• Extracted entries:
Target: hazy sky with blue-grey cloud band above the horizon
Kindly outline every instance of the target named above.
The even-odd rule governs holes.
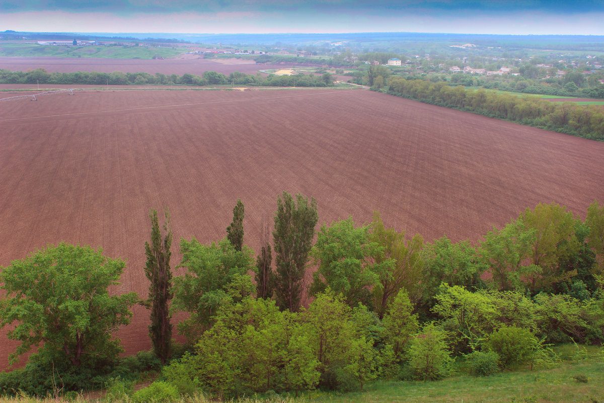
==
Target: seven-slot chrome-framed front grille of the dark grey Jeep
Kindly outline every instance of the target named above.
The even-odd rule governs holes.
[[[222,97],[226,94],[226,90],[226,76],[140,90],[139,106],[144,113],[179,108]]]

• Your goal:
Please count the lines in the records that contain "grey" and reply with the count alone.

• The answer:
2